### Set task:
Pull out every line below that contains the string "shaped", treating uppercase and lowercase as different.

### Material for this task:

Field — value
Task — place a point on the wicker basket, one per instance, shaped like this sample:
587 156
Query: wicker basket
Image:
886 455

--

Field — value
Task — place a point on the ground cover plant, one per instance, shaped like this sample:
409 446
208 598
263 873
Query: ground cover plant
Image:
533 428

### Completed exercise:
Task — place a point on the wicker basket, one per instance, shaped like this sample:
Task — place a point on the ground cover plant, one per instance, shaped like this sample:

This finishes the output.